Tarefas
1 - De acordo com o trecho sobre laminação de polímeros, o que ocorre com a resistência à tração na direção transversal na laminação uniaxial?
2 - No trecho sobre laminação de polímeros, reescreva a parte que se inicia com as palavras que contêm "Medições de dureza" e termina em "no mínimo, estranha.", trocando "ductilidade" por "plasticidade".
3 - Traduza para o inglês esta frase do trecho sobre laminação de polímeros: "A diminuição da dureza com o trabalho a frio é, no mínimo, estranha."

Trecho do documento
Quanto aos polímeros cristalinos, o efeito da laminação no polipropileno e no polietileno por é avaliado principalmente na direção que ela é realizada, mostrando que a laminação uniaxial leva a um aumento da resistência à tração na direção longitudinal. A resistência à tração na direção transversal não é significativamente alterada [15].

Com a laminação biaxial, a resistência à tração em ambas as direções aumenta, e o aumento da resistência em qualquer direção é aproximadamente proporcional à quantidade de laminação naquela direção, enquanto que o módulo de Young do polipropileno diminui na laminação [14].

Medições de dureza em alguns polímeros amorfos mostram que a dureza primeiro diminui com o aumento da redução da espessura, mas em valores mais altos de trabalho a frio ela inverte e se aproxima do valor original [14]. A ductilidade dos polímeros laminados em muitos casos é superior do que a dos polímeros não laminados, tanto na direção longitudinal quanto na transversal.

A variação nas propriedades mecânicas dos polímeros como resultado da laminação a frio não segue nossa experiência com metais. O aumento da ductilidade com um aumento simultâneo da resistência à tração é algo completamente inédito em metais [15]. A diminuição da dureza com o trabalho a frio é, no mínimo, estranha.

A observação de que o módulo de Young de alguns polímeros diminui na laminação e de outros aumenta é contraditória [15]. Quase não há esforço suficiente para explicar esse comportamento mecânico conspícuo dos polímeros que resulta da laminação.

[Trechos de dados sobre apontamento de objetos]

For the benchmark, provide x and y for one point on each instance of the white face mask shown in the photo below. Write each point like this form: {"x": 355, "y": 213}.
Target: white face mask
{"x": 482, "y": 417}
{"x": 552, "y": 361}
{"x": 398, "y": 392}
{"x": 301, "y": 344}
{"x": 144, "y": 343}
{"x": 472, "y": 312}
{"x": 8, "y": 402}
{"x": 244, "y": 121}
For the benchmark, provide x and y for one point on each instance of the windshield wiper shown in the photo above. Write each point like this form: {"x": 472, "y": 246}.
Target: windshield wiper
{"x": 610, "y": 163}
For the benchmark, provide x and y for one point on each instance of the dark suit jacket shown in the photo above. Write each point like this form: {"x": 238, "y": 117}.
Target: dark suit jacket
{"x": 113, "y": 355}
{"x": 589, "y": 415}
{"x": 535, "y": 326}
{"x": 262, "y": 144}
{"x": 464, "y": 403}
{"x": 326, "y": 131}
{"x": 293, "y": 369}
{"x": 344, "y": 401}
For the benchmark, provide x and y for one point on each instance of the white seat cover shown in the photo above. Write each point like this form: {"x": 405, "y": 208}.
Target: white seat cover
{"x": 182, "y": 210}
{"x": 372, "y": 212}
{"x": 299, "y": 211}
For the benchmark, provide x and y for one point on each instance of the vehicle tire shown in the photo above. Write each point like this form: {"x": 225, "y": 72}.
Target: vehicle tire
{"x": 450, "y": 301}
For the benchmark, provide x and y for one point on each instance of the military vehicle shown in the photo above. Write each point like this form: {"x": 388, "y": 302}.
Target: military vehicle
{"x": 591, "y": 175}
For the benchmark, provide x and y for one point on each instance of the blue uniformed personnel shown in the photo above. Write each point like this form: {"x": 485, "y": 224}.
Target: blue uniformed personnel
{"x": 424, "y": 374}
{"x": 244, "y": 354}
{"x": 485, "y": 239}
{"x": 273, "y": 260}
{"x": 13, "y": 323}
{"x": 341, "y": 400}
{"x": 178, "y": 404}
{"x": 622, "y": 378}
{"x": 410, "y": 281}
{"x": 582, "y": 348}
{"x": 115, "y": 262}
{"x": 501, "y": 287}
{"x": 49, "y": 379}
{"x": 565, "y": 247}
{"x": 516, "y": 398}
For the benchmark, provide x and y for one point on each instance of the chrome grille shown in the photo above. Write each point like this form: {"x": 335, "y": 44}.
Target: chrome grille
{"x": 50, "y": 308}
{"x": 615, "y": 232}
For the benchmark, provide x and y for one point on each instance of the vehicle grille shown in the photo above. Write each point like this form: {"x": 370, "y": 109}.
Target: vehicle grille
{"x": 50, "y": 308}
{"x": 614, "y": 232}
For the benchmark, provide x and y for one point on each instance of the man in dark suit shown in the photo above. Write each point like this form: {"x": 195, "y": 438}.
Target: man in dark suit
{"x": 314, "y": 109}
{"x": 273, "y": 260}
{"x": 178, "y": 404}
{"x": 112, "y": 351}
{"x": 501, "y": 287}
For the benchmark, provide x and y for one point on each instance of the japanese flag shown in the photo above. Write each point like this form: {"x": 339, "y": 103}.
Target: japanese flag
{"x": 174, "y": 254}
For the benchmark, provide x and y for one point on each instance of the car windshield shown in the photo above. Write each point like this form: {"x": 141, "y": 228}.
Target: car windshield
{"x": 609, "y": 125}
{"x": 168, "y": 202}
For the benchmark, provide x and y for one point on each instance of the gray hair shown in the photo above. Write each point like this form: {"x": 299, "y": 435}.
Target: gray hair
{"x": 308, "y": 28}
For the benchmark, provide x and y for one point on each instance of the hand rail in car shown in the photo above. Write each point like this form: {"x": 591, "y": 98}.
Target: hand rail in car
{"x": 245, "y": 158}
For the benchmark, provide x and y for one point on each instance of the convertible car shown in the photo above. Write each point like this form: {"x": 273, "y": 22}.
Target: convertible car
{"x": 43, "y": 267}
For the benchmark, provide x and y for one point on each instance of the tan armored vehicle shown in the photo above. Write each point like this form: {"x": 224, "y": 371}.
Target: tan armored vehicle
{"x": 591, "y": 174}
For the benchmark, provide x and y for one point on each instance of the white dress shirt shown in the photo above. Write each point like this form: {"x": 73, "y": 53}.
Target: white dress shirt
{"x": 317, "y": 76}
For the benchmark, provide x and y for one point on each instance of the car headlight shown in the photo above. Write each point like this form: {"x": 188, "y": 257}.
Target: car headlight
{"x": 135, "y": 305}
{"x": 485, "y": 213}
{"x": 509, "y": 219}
* * *
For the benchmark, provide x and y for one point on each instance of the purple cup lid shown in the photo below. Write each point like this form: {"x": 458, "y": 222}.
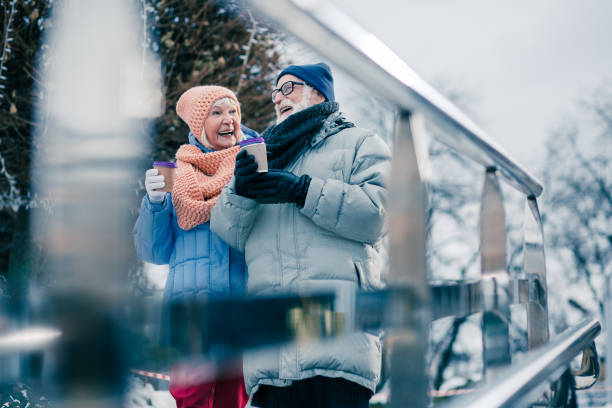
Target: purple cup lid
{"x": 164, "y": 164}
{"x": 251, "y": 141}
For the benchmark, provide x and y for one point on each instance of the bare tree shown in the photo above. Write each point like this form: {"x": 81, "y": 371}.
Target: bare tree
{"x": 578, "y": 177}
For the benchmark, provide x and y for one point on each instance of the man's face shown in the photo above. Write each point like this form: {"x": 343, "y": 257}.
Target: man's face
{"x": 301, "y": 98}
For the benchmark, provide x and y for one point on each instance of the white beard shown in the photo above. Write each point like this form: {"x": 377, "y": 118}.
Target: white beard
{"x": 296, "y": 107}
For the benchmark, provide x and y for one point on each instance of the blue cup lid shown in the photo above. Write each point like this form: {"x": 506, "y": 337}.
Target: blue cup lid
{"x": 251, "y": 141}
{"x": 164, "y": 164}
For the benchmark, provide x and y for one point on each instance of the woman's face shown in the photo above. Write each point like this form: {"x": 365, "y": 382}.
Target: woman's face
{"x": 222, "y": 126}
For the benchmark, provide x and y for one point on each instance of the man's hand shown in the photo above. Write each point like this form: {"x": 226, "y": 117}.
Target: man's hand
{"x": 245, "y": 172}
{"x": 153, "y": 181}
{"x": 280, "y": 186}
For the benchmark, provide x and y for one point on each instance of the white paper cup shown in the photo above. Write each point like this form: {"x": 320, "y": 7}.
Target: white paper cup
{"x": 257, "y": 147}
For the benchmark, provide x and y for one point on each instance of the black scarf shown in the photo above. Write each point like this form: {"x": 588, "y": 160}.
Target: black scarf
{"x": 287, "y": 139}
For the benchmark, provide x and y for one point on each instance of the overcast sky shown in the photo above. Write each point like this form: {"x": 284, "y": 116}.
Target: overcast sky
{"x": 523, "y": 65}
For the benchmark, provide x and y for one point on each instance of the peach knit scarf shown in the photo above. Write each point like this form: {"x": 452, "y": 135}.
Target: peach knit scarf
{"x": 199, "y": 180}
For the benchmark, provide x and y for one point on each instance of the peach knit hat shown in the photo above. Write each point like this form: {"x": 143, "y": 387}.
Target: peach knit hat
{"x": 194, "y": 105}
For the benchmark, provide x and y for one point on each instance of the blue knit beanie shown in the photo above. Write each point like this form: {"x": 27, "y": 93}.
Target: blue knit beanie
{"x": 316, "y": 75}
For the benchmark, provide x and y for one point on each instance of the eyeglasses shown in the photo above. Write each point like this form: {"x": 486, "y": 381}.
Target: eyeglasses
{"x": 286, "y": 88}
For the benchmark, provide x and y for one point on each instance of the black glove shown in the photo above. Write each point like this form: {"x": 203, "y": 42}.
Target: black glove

Respostas
1 - Ela não é significativamente alterada.

2 -
Medições de dureza em alguns polímeros amorfos mostram que a dureza primeiro diminui com o aumento da redução da espessura, mas em valores mais altos de trabalho a frio ela inverte e se aproxima do valor original [14]. A plasticidade dos polímeros laminados em muitos casos é superior do que a dos polímeros não laminados, tanto na direção longitudinal quanto na transversal.

A variação nas propriedades mecânicas dos polímeros como resultado da laminação a frio não segue nossa experiência com metais. O aumento da plasticidade com um aumento simultâneo da resistência à tração é algo completamente inédito em metais [15]. A diminuição da dureza com o trabalho a frio é, no mínimo, estranha.

3 - The decrease in hardness with cold working is, at the very least, strange.